## Instruction 1
Answer these questions about the two-sided display claims, one line each:
(a) In claim 1, what affixes the first backplate to the second backplate?
(b) Between which two parts is the first opaque layer disposed?
(c) According to claim 2, what does a combination of the first and the second backplate meet or exceed?
## Instruction 2
Write the next part of the two-sided display claims, starting after the last claim given.

## Excerpt to read

* start *

It will be appreciated by those skilled in the art that various other omissions, additions and modifications may be made to the methods and structures described above without departing from the scope of the invention. All such modifications and changes are intended to fall within the scope of the invention, as defined by the appended claims.
Claims
1. A two-sided electronic display device, comprising:
- a first display device comprising a first transparent substrate, a first backplate and a first opaque layer comprising a first set of pixel elements, wherein the first opaque layer is disposed between the first transparent substrate and the first backplate and wherein the first set of pixel elements is configured to transmit light through the first transparent substrate;
- a second display device comprising a second transparent substrate, a second backplate and a second opaque layer comprising a second set of pixel elements, wherein the second opaque layer is disposed between the second transparent substrate and the second backplate and wherein the second set of pixel elements is configured to transmit light through the second transparent substrate; and
- a fastener affixing the first backplate to the second backplate.
2. The electronic display device of claim 1, wherein a combination of the first and the second backplate meet or exceed stiffness specifications for the electronic display device.

* end *

## Extracted data

* start *

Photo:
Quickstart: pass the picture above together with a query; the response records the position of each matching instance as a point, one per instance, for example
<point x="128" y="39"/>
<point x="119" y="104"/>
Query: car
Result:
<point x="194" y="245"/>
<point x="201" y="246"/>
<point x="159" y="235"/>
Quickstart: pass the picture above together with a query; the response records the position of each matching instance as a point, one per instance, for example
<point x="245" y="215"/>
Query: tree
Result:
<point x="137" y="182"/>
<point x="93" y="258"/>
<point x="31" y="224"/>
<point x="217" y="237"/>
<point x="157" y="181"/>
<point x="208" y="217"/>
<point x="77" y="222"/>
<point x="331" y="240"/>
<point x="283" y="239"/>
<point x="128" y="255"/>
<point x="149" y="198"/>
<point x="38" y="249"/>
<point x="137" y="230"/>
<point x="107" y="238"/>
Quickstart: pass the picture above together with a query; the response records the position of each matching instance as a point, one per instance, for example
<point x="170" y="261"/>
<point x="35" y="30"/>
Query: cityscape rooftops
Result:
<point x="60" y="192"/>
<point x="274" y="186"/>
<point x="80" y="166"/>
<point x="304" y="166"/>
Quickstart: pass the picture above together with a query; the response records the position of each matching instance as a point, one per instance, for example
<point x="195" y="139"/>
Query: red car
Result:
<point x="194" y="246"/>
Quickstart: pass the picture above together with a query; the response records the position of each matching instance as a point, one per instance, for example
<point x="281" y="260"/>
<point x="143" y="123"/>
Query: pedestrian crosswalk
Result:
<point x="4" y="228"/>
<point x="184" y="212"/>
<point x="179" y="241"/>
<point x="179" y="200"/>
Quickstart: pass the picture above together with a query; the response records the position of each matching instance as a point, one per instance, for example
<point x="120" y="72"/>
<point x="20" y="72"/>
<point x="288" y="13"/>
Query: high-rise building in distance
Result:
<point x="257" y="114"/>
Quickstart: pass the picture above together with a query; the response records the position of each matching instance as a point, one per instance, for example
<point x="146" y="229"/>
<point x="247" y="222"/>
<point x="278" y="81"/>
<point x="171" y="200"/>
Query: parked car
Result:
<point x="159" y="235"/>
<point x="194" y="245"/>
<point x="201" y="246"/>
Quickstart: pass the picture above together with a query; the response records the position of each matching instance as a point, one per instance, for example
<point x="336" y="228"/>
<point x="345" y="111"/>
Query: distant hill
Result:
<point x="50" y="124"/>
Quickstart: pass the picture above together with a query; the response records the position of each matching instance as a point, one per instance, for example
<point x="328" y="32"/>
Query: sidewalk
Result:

* end *

## Reply 1
(a) A fastener.
(b) The first transparent substrate and the first backplate.
(c) Stiffness specifications for the electronic display device.

## Reply 2
3. The electronic display device of claim 2, wherein the first and the second backplates do not meet stiffness specifications for an otherwise similar standalone one-sided display comprising the first backplate with the first set of pixel elements and the second backplate with the second set of pixel elements, respectively.
4. The electronic display device of claim 1, wherein the first set of pixel elements comprises an array of interferometric modulators.
5. The electronic display device of claim 4, wherein each pixel element of the first set of pixel elements comprises a reflective layer opaque to light.
6. The electronic display device of claim 4, wherein the second set of pixel elements comprises an array of interferometric modulators.
7. The electronic display device of claim 6, wherein each pixel element of the second set of pixel elements comprises a reflective layer opaque to light.
8. The electronic display device of claim 1, wherein a combined thickness of the first and the second backplates is 1.4 mm or less.
9. The electronic display device of claim 8, wherein the combined thickness is about 1.0 mm or less.
10. The electronic display device of claim 8, wherein a thickness of an area of the first backplate overlapping the second backplate is less than about 0.35 mm.
11. The electronic display device of claim 10, wherein the thickness is less than about 0.2 mm.
12. The electronic display device of claim 1, wherein a surface area of the first transparent substrate is smaller than a surface area of the second transparent substrate.
13. The electronic display device of claim 1, further comprising a recess in the second backplate, wherein the recess occupies an area about a size, or smaller, of an area occupied by the first backplate.
14. The electronic display device of claim 13, wherein the recess is disposed on the backside of the second backplate, wherein the recess is sized and shaped to accommodate the first backplate.
15. The electronic display device of claim 13, wherein the recess is disposed on the front side of the second backplate.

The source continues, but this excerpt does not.